SET TASK:
Answer these questions from the court filing below:
(a) In which federal court is the case filed?
(b) From which court was the case removed?
(c) What is the title of the proposed document that the parties submit?

EXTRACT PROVIDED:
From Casetext: Smarter Legal Research

Clark Cnty. v. Jacobs Facilities Inc.

UNITED STATES DISTRICT COURT DISTRICT OF NEVADA
Oct 1, 2012
Case No.: 2:10-cv-00194-LRH-PAL (D. Nev. Oct. 1, 2012)

Opinion

Case No.: 2:10-cv-00194-LRH-PAL

10-01-2012

CLARK COUNTY, a political subdivision of the State of Nevada, Plaintiff, v. JACOBS FACILITIES INC., a Foreign Corporation; and/or CRSS CONSTRUCTORS, INC., a Foreign Corporation; ROE Corporations I-X, Defendants.


Removed from the District Court

of Clark County, Nevada

(Business Court)


PARTIES' DOCUMENT PRODUCTION PROTOCOL

COME NOW Plaintiff Clark County and Defendants Jacobs Facilities Inc., and CRSS Constructors, Inc. (collectively, "Jacobs") by and through their undersigned attorneys, and submit this proposed "Document Production Protocol".

PROVIDED MATERIAL:
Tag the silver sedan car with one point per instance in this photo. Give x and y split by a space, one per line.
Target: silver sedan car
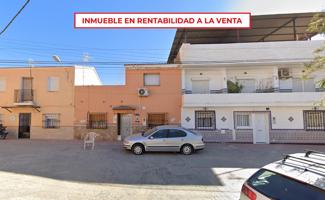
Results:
165 138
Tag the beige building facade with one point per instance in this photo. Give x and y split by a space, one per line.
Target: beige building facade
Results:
38 102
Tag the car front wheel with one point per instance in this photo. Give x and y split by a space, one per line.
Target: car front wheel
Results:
137 149
187 149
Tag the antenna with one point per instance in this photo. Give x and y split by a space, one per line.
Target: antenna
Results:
30 62
86 57
56 58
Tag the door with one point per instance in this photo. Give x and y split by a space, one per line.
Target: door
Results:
157 141
156 119
260 127
24 125
248 85
26 89
126 125
200 87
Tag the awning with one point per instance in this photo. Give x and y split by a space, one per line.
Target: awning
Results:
265 28
9 108
122 107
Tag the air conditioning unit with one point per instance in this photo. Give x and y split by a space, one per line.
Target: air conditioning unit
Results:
284 73
143 92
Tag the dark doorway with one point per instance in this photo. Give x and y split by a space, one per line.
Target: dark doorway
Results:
24 125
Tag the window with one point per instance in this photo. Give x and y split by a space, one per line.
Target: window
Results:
160 134
2 84
200 87
97 120
53 84
205 120
314 120
151 79
173 133
303 85
51 120
277 186
156 119
242 120
249 85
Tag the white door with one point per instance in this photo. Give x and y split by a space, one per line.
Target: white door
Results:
260 127
126 125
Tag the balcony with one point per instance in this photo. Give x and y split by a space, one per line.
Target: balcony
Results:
253 99
24 97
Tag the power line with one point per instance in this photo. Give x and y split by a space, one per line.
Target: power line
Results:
12 20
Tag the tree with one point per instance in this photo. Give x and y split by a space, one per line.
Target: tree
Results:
317 25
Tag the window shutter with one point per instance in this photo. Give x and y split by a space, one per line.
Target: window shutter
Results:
53 84
2 84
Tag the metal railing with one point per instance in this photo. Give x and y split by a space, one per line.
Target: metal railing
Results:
23 95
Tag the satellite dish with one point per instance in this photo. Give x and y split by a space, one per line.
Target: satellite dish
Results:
56 58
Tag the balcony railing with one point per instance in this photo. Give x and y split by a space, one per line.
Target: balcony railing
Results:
24 95
253 99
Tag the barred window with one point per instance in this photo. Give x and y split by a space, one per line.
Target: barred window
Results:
205 120
51 120
242 120
156 119
314 120
97 121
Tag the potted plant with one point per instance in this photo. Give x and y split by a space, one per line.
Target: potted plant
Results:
234 87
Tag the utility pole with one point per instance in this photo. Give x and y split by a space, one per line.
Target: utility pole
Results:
12 20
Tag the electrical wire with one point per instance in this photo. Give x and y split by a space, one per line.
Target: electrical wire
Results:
13 19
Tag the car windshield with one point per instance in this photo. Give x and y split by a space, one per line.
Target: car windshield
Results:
149 132
191 131
277 186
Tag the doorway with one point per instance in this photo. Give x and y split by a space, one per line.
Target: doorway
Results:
261 128
24 125
125 125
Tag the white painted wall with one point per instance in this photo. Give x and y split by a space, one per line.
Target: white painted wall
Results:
85 75
253 99
216 77
245 52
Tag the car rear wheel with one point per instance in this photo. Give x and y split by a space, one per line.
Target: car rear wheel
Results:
187 149
137 149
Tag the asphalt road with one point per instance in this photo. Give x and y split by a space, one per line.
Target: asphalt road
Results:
63 170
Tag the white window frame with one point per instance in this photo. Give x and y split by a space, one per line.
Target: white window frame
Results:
249 114
4 84
52 80
51 116
151 84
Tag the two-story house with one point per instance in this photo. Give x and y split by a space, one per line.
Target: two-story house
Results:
151 96
247 85
38 102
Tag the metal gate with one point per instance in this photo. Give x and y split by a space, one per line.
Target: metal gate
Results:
24 125
156 119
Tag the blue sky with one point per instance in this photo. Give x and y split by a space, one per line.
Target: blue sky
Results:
45 28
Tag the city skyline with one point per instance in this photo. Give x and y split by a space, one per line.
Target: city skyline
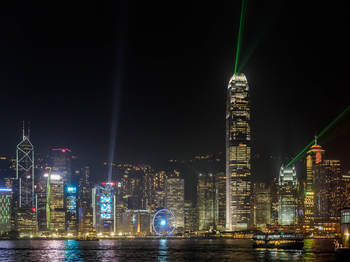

WRITTEN SOLUTION:
(a) The United States District Court, District of Nevada.
(b) The District Court of Clark County, Nevada (Business Court).
(c) "Document Production Protocol."